------ Materials provided ------

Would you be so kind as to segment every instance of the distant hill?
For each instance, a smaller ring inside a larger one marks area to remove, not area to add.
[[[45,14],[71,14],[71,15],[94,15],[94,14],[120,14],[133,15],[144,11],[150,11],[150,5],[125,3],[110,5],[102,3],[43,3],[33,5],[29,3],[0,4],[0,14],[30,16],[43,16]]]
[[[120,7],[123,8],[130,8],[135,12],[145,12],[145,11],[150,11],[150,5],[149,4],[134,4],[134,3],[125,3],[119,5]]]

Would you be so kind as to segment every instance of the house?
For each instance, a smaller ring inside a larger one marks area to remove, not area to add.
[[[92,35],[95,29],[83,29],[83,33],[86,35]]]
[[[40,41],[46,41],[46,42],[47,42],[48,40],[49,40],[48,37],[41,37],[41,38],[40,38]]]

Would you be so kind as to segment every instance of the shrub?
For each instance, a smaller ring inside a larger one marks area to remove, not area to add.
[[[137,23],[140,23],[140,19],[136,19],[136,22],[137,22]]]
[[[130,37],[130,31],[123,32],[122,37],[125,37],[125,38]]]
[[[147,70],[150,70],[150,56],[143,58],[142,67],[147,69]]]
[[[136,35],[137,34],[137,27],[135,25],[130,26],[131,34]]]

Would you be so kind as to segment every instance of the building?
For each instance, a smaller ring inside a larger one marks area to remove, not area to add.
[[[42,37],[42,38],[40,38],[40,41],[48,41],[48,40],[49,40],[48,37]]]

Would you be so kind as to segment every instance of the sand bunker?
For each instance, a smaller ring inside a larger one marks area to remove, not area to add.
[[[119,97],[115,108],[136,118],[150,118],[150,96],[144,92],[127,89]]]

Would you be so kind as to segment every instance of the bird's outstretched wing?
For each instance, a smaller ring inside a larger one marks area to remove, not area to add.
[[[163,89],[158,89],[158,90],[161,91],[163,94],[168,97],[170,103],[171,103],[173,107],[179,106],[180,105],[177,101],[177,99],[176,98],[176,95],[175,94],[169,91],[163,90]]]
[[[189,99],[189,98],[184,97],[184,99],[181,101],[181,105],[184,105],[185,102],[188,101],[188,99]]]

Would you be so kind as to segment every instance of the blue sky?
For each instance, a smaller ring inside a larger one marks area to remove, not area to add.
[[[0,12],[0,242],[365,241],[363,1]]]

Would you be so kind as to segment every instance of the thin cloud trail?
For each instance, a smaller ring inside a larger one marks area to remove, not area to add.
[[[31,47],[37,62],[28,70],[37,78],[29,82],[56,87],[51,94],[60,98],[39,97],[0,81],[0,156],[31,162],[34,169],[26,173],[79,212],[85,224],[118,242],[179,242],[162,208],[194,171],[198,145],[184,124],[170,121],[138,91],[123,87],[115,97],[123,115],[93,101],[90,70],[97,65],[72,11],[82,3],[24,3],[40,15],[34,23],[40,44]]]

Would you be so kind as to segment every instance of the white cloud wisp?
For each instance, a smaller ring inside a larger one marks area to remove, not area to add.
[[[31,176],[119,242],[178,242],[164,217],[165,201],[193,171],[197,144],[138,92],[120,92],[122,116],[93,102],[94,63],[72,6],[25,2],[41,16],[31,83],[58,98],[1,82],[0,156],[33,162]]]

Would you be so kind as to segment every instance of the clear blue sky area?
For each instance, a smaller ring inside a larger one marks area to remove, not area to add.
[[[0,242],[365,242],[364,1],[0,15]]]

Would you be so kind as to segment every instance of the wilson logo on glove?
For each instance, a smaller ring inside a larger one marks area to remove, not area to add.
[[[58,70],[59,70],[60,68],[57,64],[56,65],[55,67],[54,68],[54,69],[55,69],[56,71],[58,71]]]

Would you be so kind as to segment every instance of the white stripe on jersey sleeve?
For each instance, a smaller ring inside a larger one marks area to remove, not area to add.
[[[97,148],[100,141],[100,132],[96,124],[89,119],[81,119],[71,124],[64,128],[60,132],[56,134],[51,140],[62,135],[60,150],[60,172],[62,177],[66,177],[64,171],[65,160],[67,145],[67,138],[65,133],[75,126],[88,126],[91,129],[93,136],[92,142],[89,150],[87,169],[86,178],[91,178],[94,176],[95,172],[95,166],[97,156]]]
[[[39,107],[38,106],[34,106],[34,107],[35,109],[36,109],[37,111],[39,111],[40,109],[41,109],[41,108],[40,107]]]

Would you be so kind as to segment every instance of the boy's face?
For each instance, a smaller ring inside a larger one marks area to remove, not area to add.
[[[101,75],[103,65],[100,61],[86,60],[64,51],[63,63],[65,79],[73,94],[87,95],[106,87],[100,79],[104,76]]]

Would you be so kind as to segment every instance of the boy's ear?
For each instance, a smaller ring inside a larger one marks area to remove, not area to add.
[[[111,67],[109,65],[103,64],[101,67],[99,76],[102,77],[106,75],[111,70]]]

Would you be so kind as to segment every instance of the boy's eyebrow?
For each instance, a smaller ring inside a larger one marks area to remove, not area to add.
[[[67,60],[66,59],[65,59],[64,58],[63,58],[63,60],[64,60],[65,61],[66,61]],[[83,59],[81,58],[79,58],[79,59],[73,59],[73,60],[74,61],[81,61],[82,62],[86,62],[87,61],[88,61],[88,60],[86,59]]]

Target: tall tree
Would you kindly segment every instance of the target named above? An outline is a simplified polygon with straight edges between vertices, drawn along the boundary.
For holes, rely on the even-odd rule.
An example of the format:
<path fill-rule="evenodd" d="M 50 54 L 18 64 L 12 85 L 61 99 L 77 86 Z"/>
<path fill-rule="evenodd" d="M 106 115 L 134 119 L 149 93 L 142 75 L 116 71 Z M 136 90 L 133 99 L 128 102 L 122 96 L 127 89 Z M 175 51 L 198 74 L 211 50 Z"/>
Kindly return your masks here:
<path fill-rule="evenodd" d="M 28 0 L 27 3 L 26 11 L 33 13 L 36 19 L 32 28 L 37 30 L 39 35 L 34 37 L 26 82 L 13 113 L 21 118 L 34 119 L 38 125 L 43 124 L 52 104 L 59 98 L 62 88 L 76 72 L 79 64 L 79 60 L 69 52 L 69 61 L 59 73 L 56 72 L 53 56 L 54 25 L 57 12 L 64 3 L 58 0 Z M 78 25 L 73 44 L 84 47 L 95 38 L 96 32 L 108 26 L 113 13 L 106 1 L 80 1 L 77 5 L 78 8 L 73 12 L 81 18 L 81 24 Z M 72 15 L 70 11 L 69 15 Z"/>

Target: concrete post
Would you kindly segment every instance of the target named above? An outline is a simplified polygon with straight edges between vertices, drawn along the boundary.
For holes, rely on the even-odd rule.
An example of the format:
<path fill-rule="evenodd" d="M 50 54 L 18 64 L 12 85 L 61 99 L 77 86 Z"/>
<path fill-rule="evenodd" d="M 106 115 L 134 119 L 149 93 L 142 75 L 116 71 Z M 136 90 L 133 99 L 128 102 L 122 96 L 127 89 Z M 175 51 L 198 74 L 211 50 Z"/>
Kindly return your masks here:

------

What you need to do:
Copy out every one of the records above word for word.

Full response:
Would you be so kind as to segment every instance of the distant hill?
For each instance, a smaller ring inside a larger one marks area to remove, not area to add.
[[[45,14],[71,14],[71,15],[94,15],[94,14],[120,14],[133,15],[144,11],[150,11],[150,5],[125,3],[110,5],[102,3],[43,3],[33,5],[29,3],[0,4],[0,14],[30,16],[43,16]]]
[[[120,7],[123,8],[130,8],[135,12],[145,12],[145,11],[150,11],[150,5],[149,4],[134,4],[134,3],[125,3],[119,5]]]

Would you be so kind as to segment every instance of the house?
For each instance, a smaller ring inside a larger one marks area to remove, not area to add.
[[[92,35],[95,29],[83,29],[83,33],[86,35]]]
[[[40,41],[46,41],[46,42],[47,42],[48,40],[49,40],[48,37],[41,37],[41,38],[40,38]]]

Would you be so kind as to segment every instance of the shrub?
For each instance, a smaller ring inside a larger one marks area to remove, not area to add.
[[[137,23],[140,23],[140,19],[136,19],[136,22],[137,22]]]
[[[130,37],[130,31],[123,32],[122,37],[125,37],[125,38]]]
[[[147,70],[150,70],[150,56],[143,58],[142,67],[147,69]]]
[[[136,35],[137,34],[137,27],[135,25],[130,26],[131,34]]]

Would you be so kind as to segment every instance of the building?
For each instance, a smaller ring inside a larger one marks area to remove, not area to add.
[[[42,37],[42,38],[40,38],[40,41],[48,41],[48,40],[49,40],[48,37]]]

Would you be so kind as to segment every instance of the sand bunker?
For each instance, a smaller ring inside a larger one marks area to remove, not area to add.
[[[119,97],[115,108],[136,118],[150,118],[150,96],[144,92],[127,89]]]

Would you be so kind as to segment every instance of the bird's outstretched wing?
For each instance, a smaller ring inside a larger one marks area to remove, not area to add.
[[[163,89],[158,89],[158,90],[161,91],[163,94],[168,97],[170,103],[171,103],[173,107],[179,106],[180,105],[177,101],[177,99],[176,98],[176,95],[175,94],[169,91],[163,90]]]
[[[189,99],[189,98],[184,97],[184,99],[181,101],[181,105],[184,105],[185,102],[188,101],[188,99]]]

Would you be so kind as to segment every instance of the blue sky?
For each instance, a smaller ring inside a larger one marks area to remove, not area to add.
[[[0,12],[0,242],[365,241],[363,1]]]

Would you be so kind as to segment every instance of the thin cloud trail?
For each instance, a smaller ring inside a larger one marks area to remove, not area to add.
[[[31,47],[37,62],[28,70],[37,78],[29,82],[56,87],[51,94],[60,98],[39,97],[0,81],[0,156],[31,162],[34,169],[26,173],[79,212],[85,224],[118,242],[179,242],[162,208],[194,171],[198,145],[184,124],[170,121],[138,91],[123,87],[115,97],[123,115],[93,101],[90,70],[97,65],[72,11],[82,3],[24,3],[40,15],[34,23],[40,44]]]

Would you be so kind as to segment every instance of the white cloud wisp?
For each instance, a smaller ring inside a larger one marks area to remove, not area to add.
[[[31,176],[119,242],[178,242],[164,217],[165,201],[193,171],[197,144],[138,92],[120,92],[122,116],[93,102],[94,63],[72,6],[25,2],[41,16],[31,83],[58,98],[1,82],[0,156],[33,162]]]

Would you be so kind as to segment every instance of the clear blue sky area?
For each instance, a smaller ring inside a larger one marks area to remove, not area to add.
[[[0,242],[365,242],[364,1],[0,15]]]

Would you be so kind as to segment every instance of the wilson logo on glove?
For each instance, a smaller ring inside a larger one marks area to remove, not area to add.
[[[58,70],[59,70],[60,68],[57,64],[56,65],[55,67],[54,68],[54,69],[55,69],[56,71],[58,71]]]

Would you be so kind as to segment every instance of the white stripe on jersey sleeve?
For each instance, a smaller ring inside a larger one marks area to remove, not area to add.
[[[97,148],[100,141],[100,132],[96,124],[89,119],[81,119],[71,124],[64,128],[60,132],[56,134],[51,140],[62,135],[60,150],[60,172],[62,177],[66,177],[64,171],[65,160],[67,145],[67,138],[65,133],[75,126],[88,126],[91,129],[93,136],[92,142],[89,150],[87,169],[86,178],[91,178],[94,176],[95,172],[95,166],[97,156]]]
[[[39,107],[38,106],[34,106],[34,107],[35,109],[36,109],[37,111],[39,111],[40,109],[41,109],[41,108],[40,107]]]

Would you be so kind as to segment every instance of the boy's face?
For each instance, a smaller ring inside a larger one marks area to remove, not area to add.
[[[101,75],[103,65],[100,61],[86,60],[64,51],[63,63],[65,79],[73,94],[87,95],[106,87],[100,79],[104,76]]]

Would you be so kind as to segment every instance of the boy's ear?
For each instance, a smaller ring inside a larger one marks area to remove, not area to add.
[[[111,67],[109,65],[103,64],[101,67],[99,76],[102,77],[106,75],[111,70]]]

Would you be so kind as to segment every instance of the boy's eyebrow?
For each instance, a smaller ring inside a larger one marks area to remove, not area to add.
[[[67,60],[66,59],[65,59],[64,58],[63,58],[63,60],[64,60],[65,61],[66,61]],[[83,59],[81,58],[79,58],[79,59],[73,59],[73,60],[74,61],[81,61],[82,62],[86,62],[87,61],[88,61],[88,60],[86,59]]]

Target: tall tree
Would you kindly segment every instance of the target named above? An outline is a simplified polygon with straight edges between vertices, drawn along the boundary.
For holes, rely on the even-odd rule.
An example of the format:
<path fill-rule="evenodd" d="M 50 54 L 18 64 L 12 85 L 61 99 L 77 86 Z"/>
<path fill-rule="evenodd" d="M 106 115 L 134 119 L 149 93 L 142 75 L 116 71 Z M 136 90 L 133 99 L 128 102 L 122 96 L 127 89 Z M 175 51 L 198 74 L 211 50 Z"/>
Kindly return your masks here:
<path fill-rule="evenodd" d="M 28 0 L 27 3 L 26 11 L 33 13 L 36 19 L 32 28 L 37 30 L 39 35 L 34 37 L 26 82 L 13 113 L 21 118 L 34 119 L 38 125 L 43 124 L 52 104 L 59 98 L 62 88 L 76 72 L 79 64 L 79 60 L 69 52 L 69 61 L 59 73 L 56 72 L 53 56 L 54 25 L 57 12 L 64 3 L 58 0 Z M 78 25 L 73 44 L 84 47 L 95 38 L 96 32 L 108 26 L 113 13 L 106 1 L 80 1 L 77 5 L 78 8 L 73 12 L 81 18 L 81 24 Z M 72 15 L 70 11 L 69 15 Z"/>

Target: concrete post
Would you kindly segment every instance of the target named above? An outline is a simplified polygon with straight edges between vertices, drawn along the boundary.
For holes, rely on the even-odd rule.
An example of the format:
<path fill-rule="evenodd" d="M 50 54 L 18 64 L 12 85 L 61 99 L 77 86 Z"/>
<path fill-rule="evenodd" d="M 106 115 L 134 119 L 149 93 L 142 75 L 116 71 Z M 136 90 L 133 99 L 128 102 L 122 96 L 127 89 Z M 175 51 L 198 74 L 211 50 Z"/>
Kindly return your masks here:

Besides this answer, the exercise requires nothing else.